YOUR OBJECTIVE: Should an entry contain an image, omit it and repeat the rest exactly.

[Start of Attachment]

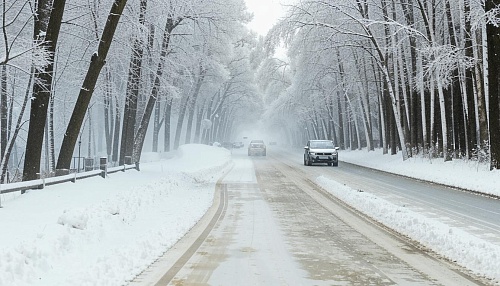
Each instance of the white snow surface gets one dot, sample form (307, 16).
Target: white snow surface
(106, 231)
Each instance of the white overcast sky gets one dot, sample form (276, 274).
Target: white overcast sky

[End of Attachment]

OUTPUT:
Each instance of the white snow surface gets one dot, sample form (307, 16).
Target: white snow surface
(106, 231)
Each instance of the white overcast sky gets one dot, sample form (276, 274).
Target: white overcast sky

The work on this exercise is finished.